Set out exactly, line by line, the stretch of data below that begins at the line containing "Target: ceiling fan" and ends at the line containing "[[562, 258], [104, 376], [287, 139]]", with both ends kept.

*** EXERCISE MATERIALS Section Begins ***

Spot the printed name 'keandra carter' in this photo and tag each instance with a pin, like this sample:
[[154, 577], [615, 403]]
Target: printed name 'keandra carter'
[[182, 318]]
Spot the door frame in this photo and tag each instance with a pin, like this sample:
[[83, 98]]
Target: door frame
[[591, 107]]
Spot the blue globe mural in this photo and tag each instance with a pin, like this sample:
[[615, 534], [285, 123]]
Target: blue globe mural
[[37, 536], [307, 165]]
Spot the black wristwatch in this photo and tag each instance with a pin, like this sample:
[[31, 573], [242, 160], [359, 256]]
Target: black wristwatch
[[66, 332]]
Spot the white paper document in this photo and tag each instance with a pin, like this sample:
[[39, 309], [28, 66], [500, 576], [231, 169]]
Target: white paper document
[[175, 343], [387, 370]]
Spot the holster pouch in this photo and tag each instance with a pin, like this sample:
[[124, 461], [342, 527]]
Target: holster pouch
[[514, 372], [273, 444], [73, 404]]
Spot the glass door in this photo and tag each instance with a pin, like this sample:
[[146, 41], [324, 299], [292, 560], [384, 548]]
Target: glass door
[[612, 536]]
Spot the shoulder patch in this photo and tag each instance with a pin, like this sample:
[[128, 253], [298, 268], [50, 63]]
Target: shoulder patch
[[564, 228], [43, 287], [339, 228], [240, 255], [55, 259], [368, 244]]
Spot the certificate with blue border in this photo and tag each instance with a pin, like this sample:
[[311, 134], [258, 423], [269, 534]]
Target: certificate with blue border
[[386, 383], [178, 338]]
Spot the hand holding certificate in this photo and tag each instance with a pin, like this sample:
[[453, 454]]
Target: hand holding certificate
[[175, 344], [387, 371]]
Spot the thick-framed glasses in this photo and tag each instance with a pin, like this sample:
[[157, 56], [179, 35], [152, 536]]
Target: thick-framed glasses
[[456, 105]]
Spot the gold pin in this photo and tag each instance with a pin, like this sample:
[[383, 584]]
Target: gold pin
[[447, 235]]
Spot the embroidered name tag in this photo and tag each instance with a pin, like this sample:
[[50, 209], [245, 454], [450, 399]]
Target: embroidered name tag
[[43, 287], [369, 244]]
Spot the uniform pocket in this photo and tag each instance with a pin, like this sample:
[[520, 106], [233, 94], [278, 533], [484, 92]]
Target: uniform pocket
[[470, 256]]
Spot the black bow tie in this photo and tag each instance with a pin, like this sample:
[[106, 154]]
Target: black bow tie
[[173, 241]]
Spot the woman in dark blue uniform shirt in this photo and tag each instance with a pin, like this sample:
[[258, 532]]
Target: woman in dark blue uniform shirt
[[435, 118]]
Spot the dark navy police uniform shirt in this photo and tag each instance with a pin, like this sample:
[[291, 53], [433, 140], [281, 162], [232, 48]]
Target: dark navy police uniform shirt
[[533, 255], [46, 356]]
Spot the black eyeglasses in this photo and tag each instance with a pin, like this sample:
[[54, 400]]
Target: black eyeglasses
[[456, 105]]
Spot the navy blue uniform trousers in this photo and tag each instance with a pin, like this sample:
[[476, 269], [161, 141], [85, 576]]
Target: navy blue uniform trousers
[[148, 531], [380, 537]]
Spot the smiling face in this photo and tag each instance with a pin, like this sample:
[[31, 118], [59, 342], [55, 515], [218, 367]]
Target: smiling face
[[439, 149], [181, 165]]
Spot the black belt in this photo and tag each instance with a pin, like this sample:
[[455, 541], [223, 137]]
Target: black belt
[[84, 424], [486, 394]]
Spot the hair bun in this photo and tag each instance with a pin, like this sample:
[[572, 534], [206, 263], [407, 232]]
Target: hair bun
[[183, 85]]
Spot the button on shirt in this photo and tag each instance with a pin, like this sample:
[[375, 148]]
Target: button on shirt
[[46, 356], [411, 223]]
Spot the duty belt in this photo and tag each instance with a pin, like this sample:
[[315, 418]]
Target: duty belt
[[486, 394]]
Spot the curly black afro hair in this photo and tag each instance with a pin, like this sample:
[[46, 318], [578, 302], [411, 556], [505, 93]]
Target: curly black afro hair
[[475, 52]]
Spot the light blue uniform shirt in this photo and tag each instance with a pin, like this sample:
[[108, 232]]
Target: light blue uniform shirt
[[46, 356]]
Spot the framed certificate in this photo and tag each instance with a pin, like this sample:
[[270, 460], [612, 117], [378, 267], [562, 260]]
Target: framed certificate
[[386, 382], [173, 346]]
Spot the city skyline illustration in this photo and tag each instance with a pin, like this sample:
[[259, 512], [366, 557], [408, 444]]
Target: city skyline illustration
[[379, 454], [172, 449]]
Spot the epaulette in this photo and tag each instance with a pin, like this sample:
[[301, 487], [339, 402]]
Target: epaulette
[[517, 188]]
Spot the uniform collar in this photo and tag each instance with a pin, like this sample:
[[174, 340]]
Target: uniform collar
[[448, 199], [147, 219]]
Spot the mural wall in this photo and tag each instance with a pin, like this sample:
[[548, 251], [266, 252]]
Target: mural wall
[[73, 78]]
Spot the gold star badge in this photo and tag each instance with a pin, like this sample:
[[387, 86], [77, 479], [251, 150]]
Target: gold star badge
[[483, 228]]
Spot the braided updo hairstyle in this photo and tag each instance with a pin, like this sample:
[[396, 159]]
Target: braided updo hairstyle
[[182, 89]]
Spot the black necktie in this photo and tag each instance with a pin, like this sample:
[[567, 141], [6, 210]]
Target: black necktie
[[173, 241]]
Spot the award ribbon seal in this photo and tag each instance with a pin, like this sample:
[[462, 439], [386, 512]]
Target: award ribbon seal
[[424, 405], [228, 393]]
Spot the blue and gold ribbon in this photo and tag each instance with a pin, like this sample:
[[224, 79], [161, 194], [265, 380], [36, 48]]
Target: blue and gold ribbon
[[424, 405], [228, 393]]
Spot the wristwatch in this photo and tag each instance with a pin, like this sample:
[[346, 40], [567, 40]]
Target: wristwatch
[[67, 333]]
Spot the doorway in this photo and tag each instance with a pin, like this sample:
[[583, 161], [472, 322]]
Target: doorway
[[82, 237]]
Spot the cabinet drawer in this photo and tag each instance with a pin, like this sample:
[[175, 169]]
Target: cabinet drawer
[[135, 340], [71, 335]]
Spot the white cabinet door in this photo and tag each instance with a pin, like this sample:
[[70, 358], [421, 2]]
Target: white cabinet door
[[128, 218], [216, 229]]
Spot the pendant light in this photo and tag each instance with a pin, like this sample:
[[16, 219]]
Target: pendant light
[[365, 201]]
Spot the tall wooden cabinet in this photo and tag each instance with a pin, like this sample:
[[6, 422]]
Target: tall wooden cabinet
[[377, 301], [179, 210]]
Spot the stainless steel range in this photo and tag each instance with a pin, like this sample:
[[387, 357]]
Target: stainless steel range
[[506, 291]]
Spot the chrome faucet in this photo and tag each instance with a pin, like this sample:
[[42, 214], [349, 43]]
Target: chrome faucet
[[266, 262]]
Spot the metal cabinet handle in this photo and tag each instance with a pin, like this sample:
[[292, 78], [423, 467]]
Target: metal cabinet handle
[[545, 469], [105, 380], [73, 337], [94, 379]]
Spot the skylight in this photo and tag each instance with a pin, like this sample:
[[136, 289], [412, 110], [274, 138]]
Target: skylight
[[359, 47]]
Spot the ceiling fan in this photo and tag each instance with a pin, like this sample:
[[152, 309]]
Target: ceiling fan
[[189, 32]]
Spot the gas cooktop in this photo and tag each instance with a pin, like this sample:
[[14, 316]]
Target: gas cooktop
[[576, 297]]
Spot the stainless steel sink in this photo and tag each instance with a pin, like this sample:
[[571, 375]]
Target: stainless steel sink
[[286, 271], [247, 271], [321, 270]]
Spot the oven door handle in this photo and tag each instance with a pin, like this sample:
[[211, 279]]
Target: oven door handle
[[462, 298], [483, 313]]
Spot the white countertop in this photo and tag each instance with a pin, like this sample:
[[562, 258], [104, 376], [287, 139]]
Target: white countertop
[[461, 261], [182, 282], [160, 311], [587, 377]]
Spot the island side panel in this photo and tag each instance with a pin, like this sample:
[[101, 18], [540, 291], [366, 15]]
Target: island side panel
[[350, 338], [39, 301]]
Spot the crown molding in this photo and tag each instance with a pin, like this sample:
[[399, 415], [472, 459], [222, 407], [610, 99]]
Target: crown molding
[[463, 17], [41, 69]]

*** EXERCISE MATERIALS Section Ends ***

◆ **ANSWER TO THE EXERCISE**
Target: ceiling fan
[[189, 32]]
Spot the gas cooktop in this photo and tag each instance with a pin, like this sample:
[[14, 316]]
Target: gas cooktop
[[576, 297]]
Spot the stainless steel sink in this photo and tag each instance with a pin, like this sample:
[[571, 375]]
Target: stainless steel sink
[[286, 271], [247, 271], [321, 270]]
Spot the oven door handle in this photo and tag each instance with a pin, like this sample:
[[211, 279]]
Target: oven door handle
[[462, 298], [483, 313]]
Spot the white countertop in this photo and tag each instance with a pin, like this sample:
[[562, 258], [104, 376], [287, 139]]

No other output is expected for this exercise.